# Stated problem 1
Copy the Slashdot mirror page for user exomondo in full, word for word.

# Excerpt

"""

Slashdot Mirror


User: exomondo

exomondo's activity in the archive.

Stories
0
Comments
7,276
First seen
Last seen
Profile
(view on slashdot.org)

Comments · 7,276

  1. Re:Apple == EVIL on Apple: an 'App Store' Is Not a Store For Apps · · Score: 1

    And while we're at it, why does Apple regularly get attacked on Slashdot for raping the English language by using the "app" instead of "application", if what you say is "Informative"?

    Probably because those attacking apple are morons who don't know the origins the word 'app'. The obvious response is to direct people to one of the many uses of 'app' prior to Apple's use of it.

  2. Re:Apple == EVIL on Apple: an 'App Store' Is Not a Store For Apps · · Score: 1

    Xerox can copyright a shortening of the term Xerography ("dry printing").

    But they haven't.

    Apple has been using the term and suffix .app since it bought NeXT.

    And many people used that term before that, what's your point?

    Microsoft copyrighted a network centric API called .Net and uses that suffix.

    No they didn't.

    Microsoft copyright a window manager called Windows. (recall that the original Windows was not really an OS but just a GUI window manager for DOS.)

    Windows is not a windows, it was a window manager, now an operating system. Whereas apple's App Store is an app store.

    Just because someone used a slang term "killer app" does not mean the slang can't be copyrighted.

    Go ask Yahoo if Yahoo is copyrighted.

    I don't think you know what copyright is.

  3. Re:Demographic Shock on Has the Console Arms Race Stalled? · · Score: 1

    I haven't played my Wii in several months and do not plan to anytime soon, if I can smuggle it away from the GF I will probably sell it off cheap to a family who eats that crap right up.

"""

# Material supplied

"""

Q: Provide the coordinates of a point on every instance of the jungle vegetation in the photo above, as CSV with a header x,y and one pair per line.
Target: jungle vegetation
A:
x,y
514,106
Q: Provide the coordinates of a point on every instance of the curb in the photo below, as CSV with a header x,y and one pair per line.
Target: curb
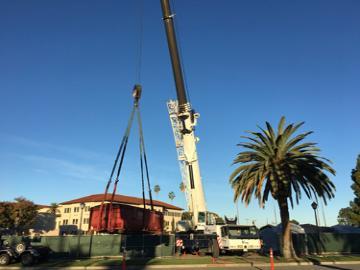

"""

# Stated problem 2
In the entries, reproduce the lines from the line with "of the curb" through the end of the entries, replacing "curb" with "sidewalk" and changing nothing else. Leave out the pictures.

# Task solution 1
Slashdot Mirror


User: exomondo

exomondo's activity in the archive.

Stories
0
Comments
7,276
First seen
Last seen
Profile
(view on slashdot.org)

Comments · 7,276

  1. Re:Apple == EVIL on Apple: an 'App Store' Is Not a Store For Apps · · Score: 1

    And while we're at it, why does Apple regularly get attacked on Slashdot for raping the English language by using the "app" instead of "application", if what you say is "Informative"?

    Probably because those attacking apple are morons who don't know the origins the word 'app'. The obvious response is to direct people to one of the many uses of 'app' prior to Apple's use of it.

  2. Re:Apple == EVIL on Apple: an 'App Store' Is Not a Store For Apps · · Score: 1

    Xerox can copyright a shortening of the term Xerography ("dry printing").

    But they haven't.

    Apple has been using the term and suffix .app since it bought NeXT.

    And many people used that term before that, what's your point?

    Microsoft copyrighted a network centric API called .Net and uses that suffix.

    No they didn't.

    Microsoft copyright a window manager called Windows. (recall that the original Windows was not really an OS but just a GUI window manager for DOS.)

    Windows is not a windows, it was a window manager, now an operating system. Whereas apple's App Store is an app store.

    Just because someone used a slang term "killer app" does not mean the slang can't be copyrighted.

    Go ask Yahoo if Yahoo is copyrighted.

    I don't think you know what copyright is.

  3. Re:Demographic Shock on Has the Console Arms Race Stalled? · · Score: 1

    I haven't played my Wii in several months and do not plan to anytime soon, if I can smuggle it away from the GF I will probably sell it off cheap to a family who eats that crap right up.

# Task solution 2
Q: Provide the coordinates of a point on every instance of the sidewalk in the photo below, as CSV with a header x,y and one pair per line.
Target: sidewalk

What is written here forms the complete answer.